-------- Text section --------

Debug Grafana Alloy
Follow these steps to debug issues with Alloy:
- Use the Alloy UI to debug issues.
- If the Alloy UI doesn’t help with debugging an issue, you can examine the logs.
Alloy UI
Alloy includes an embedded UI viewable from the Alloy HTTP server, which defaults to listening at http://localhost:12345
.
Note
For security reasons, installations of Alloy on non-containerized platforms default to listening on
localhost
. This default prevents other machines on the network from being able to view the UI.To expose the UI to other machines on the network on non-containerized platforms, refer to the documentation for how you installed Alloy.
If you are running a custom installation of Alloy, refer to the documentation for the
alloy run
command to learn how to change the HTTP listen address, > and pass the appropriate flag when running Alloy.
Home page
The home page shows a table of components defined in the configuration file and their health.
Click View on a row in the table to navigate to the Component detail page for that component.
Click the Alloy logo to navigate back to the home page.
Graph page
The Graph page shows a graph view of components defined in the configuration file and their health. Clicking a component in the graph navigates to the Component detail page for that component.
Component detail page
The component detail page shows the following information for each component:
- The health of the component with a message explaining the health.
- The current evaluated arguments for the component.
- The current exports for the component.
- The current debug info for the component if the component has debug info.
From there you can also go to the component documentation or to its corresponding Live Debugging page.
Note
Values marked as a secret are obfuscated and display as the text(secret)
.
Clustering page
The clustering page shows the following information for each cluster node:
- The node’s name.
- The node’s advertised address.
- The node’s current state (Viewer/Participant/Terminating).
- The local node that serves the UI.
Live Debugging page
Live debugging provides a real-time stream of debugging data from a component. You can access this page from the corresponding Component detail page.
Caution
Live debugging is disabled by default to avoid accidentally displaying sensitive telemetry data. To enable live debugging, configure the livedebugging block.
Live debugging allows you to do the following:
- Pause and clear the data stream.
- Sample data and disable auto-scrolling to handle heavy loads.
- Search through the data using keywords.
- Copy the entire data stream to the clipboard.
The format and content of the debugging data vary depending on the component type.
Note
Live debugging isn’t yet available in all components.
Supported components:
loki.process
loki.relabel
loki.secretfilter
otelcol.processor.*
otelcol.receiver.*
prometheus.relabel
Debug using the UI
To debug using the UI:
- Ensure that no component is reported as unhealthy.

-------- Supplied records --------

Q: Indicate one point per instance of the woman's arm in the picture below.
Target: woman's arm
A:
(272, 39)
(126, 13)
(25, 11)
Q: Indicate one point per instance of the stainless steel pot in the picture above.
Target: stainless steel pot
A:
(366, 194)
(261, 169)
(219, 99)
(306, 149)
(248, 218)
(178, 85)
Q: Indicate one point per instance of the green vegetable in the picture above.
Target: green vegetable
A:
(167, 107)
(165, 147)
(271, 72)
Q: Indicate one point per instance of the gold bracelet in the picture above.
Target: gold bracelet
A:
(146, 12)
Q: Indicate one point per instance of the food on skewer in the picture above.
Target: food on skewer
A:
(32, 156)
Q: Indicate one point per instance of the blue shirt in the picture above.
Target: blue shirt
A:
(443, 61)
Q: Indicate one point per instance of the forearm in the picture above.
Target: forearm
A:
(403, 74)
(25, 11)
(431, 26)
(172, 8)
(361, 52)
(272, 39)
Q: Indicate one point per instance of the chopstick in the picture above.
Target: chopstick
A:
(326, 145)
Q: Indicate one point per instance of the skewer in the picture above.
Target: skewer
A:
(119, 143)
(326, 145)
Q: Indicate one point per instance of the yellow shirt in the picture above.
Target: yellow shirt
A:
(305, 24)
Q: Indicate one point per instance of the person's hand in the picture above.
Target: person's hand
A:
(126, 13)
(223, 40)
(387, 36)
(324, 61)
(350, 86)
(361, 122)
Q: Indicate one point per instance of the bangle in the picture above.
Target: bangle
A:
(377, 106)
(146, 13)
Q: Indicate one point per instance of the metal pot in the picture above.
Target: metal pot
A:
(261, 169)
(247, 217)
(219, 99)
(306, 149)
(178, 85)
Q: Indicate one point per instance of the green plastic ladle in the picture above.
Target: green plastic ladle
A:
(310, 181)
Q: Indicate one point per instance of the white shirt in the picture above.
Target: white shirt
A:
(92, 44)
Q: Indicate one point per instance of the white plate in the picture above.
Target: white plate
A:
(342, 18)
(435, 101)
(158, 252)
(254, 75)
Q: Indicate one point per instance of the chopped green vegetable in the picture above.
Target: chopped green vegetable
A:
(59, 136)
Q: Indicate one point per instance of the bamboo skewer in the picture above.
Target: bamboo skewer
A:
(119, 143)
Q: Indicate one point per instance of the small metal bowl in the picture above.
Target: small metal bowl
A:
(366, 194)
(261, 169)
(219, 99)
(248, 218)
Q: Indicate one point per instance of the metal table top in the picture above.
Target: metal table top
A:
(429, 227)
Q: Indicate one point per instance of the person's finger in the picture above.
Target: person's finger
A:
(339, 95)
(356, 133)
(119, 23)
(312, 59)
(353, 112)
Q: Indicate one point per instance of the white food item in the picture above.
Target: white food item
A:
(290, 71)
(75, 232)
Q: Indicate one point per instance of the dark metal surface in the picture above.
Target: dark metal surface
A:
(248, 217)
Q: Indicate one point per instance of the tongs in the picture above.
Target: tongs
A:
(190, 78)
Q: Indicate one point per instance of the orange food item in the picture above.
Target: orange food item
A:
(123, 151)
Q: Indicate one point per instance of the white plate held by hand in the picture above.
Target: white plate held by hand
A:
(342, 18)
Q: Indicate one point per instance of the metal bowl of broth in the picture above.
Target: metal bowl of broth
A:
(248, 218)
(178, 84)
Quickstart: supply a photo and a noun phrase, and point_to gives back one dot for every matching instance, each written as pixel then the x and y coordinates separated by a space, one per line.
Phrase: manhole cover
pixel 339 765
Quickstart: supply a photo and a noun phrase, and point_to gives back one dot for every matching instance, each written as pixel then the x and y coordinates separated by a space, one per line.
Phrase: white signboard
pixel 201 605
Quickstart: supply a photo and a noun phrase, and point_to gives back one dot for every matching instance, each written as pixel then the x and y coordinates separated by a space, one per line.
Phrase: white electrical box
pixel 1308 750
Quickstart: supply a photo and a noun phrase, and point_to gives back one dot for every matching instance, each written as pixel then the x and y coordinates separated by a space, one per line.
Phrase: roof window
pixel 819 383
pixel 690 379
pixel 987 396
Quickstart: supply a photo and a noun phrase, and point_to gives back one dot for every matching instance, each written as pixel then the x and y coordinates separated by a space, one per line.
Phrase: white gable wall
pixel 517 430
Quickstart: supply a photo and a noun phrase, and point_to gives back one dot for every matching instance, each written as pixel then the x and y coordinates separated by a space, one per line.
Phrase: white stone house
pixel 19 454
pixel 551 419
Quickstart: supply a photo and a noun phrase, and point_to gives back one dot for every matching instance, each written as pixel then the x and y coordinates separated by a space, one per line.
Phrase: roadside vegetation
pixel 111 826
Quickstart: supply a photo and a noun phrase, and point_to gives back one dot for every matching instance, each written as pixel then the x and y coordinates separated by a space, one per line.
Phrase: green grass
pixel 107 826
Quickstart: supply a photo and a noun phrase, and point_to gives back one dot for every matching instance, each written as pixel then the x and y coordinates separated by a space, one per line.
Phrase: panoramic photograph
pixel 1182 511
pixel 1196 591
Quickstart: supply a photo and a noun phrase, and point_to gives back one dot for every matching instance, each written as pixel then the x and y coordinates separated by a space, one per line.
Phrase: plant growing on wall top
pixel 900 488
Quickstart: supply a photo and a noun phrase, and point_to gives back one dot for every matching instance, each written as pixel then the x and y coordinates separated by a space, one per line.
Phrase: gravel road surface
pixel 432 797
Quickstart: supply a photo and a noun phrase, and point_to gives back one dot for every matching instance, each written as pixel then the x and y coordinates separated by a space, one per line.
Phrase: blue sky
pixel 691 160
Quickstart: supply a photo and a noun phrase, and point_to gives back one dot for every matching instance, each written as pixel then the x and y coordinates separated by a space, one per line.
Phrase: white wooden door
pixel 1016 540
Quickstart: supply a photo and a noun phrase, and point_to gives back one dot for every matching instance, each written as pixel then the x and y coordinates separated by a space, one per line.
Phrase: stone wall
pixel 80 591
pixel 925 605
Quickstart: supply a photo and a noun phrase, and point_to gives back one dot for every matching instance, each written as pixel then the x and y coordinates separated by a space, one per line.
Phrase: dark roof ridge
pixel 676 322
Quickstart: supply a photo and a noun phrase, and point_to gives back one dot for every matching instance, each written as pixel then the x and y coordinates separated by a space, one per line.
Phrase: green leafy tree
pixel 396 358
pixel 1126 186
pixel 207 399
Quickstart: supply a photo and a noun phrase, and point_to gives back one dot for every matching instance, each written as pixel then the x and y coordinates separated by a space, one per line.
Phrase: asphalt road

--------

Using the information ▸
A – According to the Grafana Alloy debugging guide, at what address does the Alloy HTTP server listen by default?
B – Carry on the Grafana Alloy debugging guide from its final line.
The rows have nothing to do with the Grafana Alloy debugging guide.

Answers to the exercise ▸
A – http://localhost:12345

B –
- Ensure that the arguments and exports for misbehaving components appear correct.
- Ensure that the live debugging data meets your expectations.
Examine logs
Logs may also help debug issues with Alloy.
To reduce logging noise, many components hide debugging info behind debug-level log lines.
It’s recommended that you configure the logging
block to show debug-level log lines when debugging issues with Alloy.
The location of Alloy logs is different based on how it’s deployed.
Refer to the logging
block page to see how to find logs for your system.
Debug clustering issues
To debug issues when using clustering, check for the following symptoms.
- Cluster not converging: The cluster peers aren’t converging on the same view of their peers’ status. This is most likely due to network connectivity issues between the cluster nodes. Use the Alloy UI of each running peer to understand which nodes aren’t picked up correctly.
- Cluster split brain: The cluster peers aren’t aware of one another, thinking they’re the only node present. Again, check for network connectivity issues. Check that the addresses or DNS names given to the node to join are correctly formatted and reachable.
- Configuration drift: Clustering assumes that all nodes are running with the same configuration file at roughly the same time. Check the logs for issues with the reloaded configuration file as well as the graph page to verify changes have been applied.
- Node name conflicts: Clustering assumes all nodes have unique names. Nodes with conflicting names are rejected and won’t join the cluster. Look at the clustering UI page for the list of current peers with their names, and check the logs for any reported name conflict events.
- Node stuck in terminating state: The node attempted to gracefully shut down and set its state to Terminating, but it hasn’t completely gone away. Check the clustering page to view the state of the peers and verify that the terminating Alloy has been shut down.
Note
Some issues that appear to be clustering issues may be symptoms of other issues, for example, problems with scraping or service discovery can result in missing metrics for an Alloy instance that can be interpreted as a node not joining the cluster.